=== Exercise ===
Repeat the listing that follows exactly, please.

=== Recorded data ===
============
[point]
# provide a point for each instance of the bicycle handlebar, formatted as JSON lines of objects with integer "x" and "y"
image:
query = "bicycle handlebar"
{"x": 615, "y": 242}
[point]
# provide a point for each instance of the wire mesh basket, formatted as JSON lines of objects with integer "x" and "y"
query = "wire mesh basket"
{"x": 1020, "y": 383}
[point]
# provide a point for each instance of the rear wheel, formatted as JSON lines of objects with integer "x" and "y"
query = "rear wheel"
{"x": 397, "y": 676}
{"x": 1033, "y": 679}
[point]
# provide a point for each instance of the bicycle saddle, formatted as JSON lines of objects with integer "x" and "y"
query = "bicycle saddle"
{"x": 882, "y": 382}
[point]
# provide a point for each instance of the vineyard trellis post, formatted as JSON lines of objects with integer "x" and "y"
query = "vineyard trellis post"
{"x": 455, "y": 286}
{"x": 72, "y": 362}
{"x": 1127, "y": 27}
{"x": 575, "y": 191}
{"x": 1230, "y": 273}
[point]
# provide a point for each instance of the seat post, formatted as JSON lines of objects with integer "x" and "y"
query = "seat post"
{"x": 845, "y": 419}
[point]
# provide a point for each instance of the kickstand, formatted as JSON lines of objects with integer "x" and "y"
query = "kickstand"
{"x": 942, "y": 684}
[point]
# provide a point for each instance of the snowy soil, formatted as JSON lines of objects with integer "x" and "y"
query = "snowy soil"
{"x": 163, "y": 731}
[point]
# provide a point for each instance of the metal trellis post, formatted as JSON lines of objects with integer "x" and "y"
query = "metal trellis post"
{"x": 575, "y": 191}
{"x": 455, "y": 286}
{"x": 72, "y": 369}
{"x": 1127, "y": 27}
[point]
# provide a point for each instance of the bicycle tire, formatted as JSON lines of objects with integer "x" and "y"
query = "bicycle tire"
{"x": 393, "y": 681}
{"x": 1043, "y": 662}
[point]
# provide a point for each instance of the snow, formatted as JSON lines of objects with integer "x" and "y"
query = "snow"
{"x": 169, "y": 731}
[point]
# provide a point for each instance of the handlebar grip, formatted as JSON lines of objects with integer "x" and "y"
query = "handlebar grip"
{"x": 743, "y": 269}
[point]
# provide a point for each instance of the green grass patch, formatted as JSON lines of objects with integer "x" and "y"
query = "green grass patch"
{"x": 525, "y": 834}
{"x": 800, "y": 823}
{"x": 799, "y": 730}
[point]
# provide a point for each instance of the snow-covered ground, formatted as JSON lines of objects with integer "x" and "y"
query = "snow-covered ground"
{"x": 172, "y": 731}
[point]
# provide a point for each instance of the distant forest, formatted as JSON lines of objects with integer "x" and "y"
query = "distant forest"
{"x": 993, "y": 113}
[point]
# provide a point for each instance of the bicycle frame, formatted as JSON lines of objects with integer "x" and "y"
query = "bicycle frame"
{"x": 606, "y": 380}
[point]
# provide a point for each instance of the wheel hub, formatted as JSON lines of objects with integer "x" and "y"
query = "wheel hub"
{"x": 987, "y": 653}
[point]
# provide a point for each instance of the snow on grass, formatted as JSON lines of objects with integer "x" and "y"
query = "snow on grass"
============
=== Written solution ===
[point]
# provide a point for each instance of the bicycle handlebar, formatted as JSON lines of objects with integer "x" and "y"
image:
query = "bicycle handlebar"
{"x": 615, "y": 242}
[point]
# provide a point for each instance of the wire mesh basket, formatted as JSON lines of objects with integer "x" and "y"
query = "wire mesh basket"
{"x": 1020, "y": 383}
[point]
# provide a point for each instance of the rear wheel, formatted as JSON lines of objects with integer "x" and "y"
query = "rear wheel"
{"x": 397, "y": 676}
{"x": 1033, "y": 679}
[point]
# provide a point for each instance of the bicycle saddle, formatted as JSON lines of objects with integer "x" and "y"
query = "bicycle saddle"
{"x": 882, "y": 382}
[point]
# provide a point for each instance of the vineyard trellis post, formatted as JSON lines of objects with integer "x" and "y"
query = "vineyard trellis post"
{"x": 455, "y": 286}
{"x": 72, "y": 362}
{"x": 1127, "y": 27}
{"x": 575, "y": 191}
{"x": 1230, "y": 273}
[point]
# provide a point for each instance of the seat post, formatted as JSON lines of objects with integer "x" and "y"
query = "seat post"
{"x": 845, "y": 419}
[point]
# provide a point for each instance of the kickstand, formatted as JSON lines of objects with integer "x" and "y"
query = "kickstand"
{"x": 942, "y": 684}
[point]
# provide a point for each instance of the snowy soil, formatted as JSON lines of objects with integer "x" and "y"
query = "snowy soil"
{"x": 163, "y": 731}
[point]
# provide a point for each instance of the metal trellis post, formatted as JSON lines of objects with integer "x" and "y"
query = "metal trellis post"
{"x": 575, "y": 191}
{"x": 455, "y": 286}
{"x": 72, "y": 369}
{"x": 1127, "y": 27}
[point]
# provide a point for each instance of the bicycle tire, formatted as JSON lines of objects with integer "x" and "y"
query = "bicycle tire"
{"x": 393, "y": 681}
{"x": 1043, "y": 662}
[point]
# provide a point for each instance of the snow, formatted as JSON lines of objects with integer "x" and "y"
query = "snow"
{"x": 169, "y": 731}
[point]
# provide a point for each instance of the handlebar grip, formatted as JSON lines of objects with integer "x" and "y"
query = "handlebar grip"
{"x": 743, "y": 269}
[point]
# provide a point for each instance of the green grass patch, formatted as JSON lines of objects with integer "x" and "y"
query = "green grass patch"
{"x": 525, "y": 834}
{"x": 800, "y": 823}
{"x": 799, "y": 730}
[point]
# provide a point for each instance of the snow-covered ground, formatted as JSON lines of objects with integer "x" and "y"
query = "snow-covered ground"
{"x": 172, "y": 731}
[point]
# provide a point for each instance of the distant forest, formatted as JSON lines of objects with integer "x" and "y"
query = "distant forest"
{"x": 993, "y": 113}
[point]
# provide a point for each instance of the bicycle frame, formatted as JSON lines of objects with integer "x" and "y"
query = "bicycle frame"
{"x": 606, "y": 380}
[point]
# provide a point for each instance of the wheel hub, formatted as JSON lines of objects with integer "x" and "y"
query = "wheel hub"
{"x": 987, "y": 653}
[point]
# provide a point for each instance of the snow on grass, formatted as JSON lines of objects with integer "x" and "y"
query = "snow on grass"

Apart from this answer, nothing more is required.